Record list →

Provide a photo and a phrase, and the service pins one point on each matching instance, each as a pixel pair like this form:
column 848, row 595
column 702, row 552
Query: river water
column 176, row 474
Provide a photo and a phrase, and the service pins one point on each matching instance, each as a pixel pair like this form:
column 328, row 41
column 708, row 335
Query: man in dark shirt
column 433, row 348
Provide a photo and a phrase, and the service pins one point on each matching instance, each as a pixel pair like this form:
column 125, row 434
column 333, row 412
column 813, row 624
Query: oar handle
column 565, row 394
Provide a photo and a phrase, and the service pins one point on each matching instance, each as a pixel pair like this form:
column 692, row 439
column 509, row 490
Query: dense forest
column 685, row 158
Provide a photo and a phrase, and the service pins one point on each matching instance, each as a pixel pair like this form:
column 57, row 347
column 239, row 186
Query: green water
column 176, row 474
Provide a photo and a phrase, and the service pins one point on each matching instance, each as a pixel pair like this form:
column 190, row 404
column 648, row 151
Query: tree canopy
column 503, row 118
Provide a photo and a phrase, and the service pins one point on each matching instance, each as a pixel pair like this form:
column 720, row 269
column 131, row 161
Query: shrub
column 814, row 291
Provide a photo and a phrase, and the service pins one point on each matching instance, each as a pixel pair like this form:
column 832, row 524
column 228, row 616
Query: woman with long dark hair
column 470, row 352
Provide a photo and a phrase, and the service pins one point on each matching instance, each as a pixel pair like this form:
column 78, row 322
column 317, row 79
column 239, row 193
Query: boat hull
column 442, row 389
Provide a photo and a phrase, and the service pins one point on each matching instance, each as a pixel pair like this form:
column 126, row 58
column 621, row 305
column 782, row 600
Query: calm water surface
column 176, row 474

--

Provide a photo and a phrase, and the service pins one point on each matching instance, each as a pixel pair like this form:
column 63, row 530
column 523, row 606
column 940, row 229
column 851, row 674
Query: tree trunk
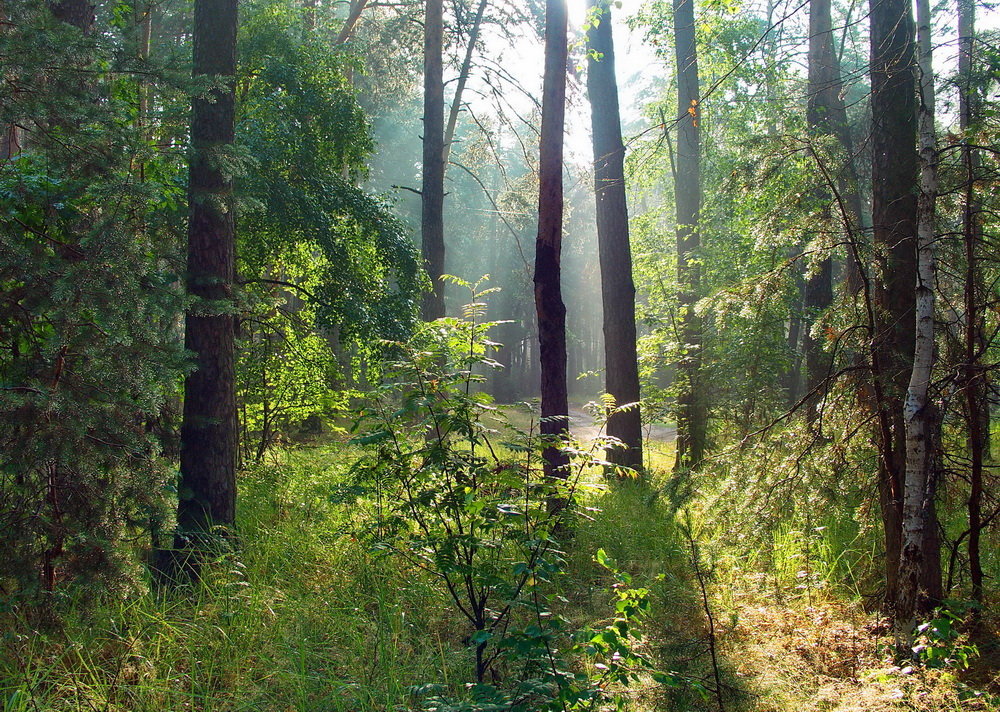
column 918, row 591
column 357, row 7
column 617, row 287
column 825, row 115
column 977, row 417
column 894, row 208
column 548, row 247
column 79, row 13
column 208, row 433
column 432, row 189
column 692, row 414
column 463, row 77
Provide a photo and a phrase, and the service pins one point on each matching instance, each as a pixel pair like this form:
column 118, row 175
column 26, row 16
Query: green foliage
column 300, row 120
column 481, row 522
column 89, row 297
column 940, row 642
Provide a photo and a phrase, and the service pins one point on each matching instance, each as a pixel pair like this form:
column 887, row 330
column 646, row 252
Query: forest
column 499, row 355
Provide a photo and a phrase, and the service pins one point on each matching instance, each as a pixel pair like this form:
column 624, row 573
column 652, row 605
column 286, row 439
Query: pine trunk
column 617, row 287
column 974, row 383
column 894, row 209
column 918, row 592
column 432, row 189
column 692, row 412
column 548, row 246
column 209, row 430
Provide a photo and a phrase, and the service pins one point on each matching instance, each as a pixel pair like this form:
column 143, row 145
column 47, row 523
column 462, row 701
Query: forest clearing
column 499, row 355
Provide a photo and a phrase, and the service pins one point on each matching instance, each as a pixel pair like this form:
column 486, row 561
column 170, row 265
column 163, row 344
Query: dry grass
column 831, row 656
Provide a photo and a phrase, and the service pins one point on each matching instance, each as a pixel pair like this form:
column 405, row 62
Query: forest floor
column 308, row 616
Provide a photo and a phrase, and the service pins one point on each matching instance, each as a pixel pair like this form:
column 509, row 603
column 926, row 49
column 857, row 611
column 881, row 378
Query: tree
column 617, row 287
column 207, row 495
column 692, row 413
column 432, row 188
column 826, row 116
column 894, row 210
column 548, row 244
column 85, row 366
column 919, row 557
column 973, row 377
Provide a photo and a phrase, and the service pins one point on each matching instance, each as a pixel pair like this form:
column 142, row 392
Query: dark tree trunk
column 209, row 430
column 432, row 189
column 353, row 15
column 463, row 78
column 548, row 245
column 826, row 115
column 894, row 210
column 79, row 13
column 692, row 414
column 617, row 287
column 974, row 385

Exercise aim → Extract every line of the material above that contains the string "trunk", and note that case counts.

Exercise response →
Query: tree trunk
Query: pine trunk
Query: dark tree trunk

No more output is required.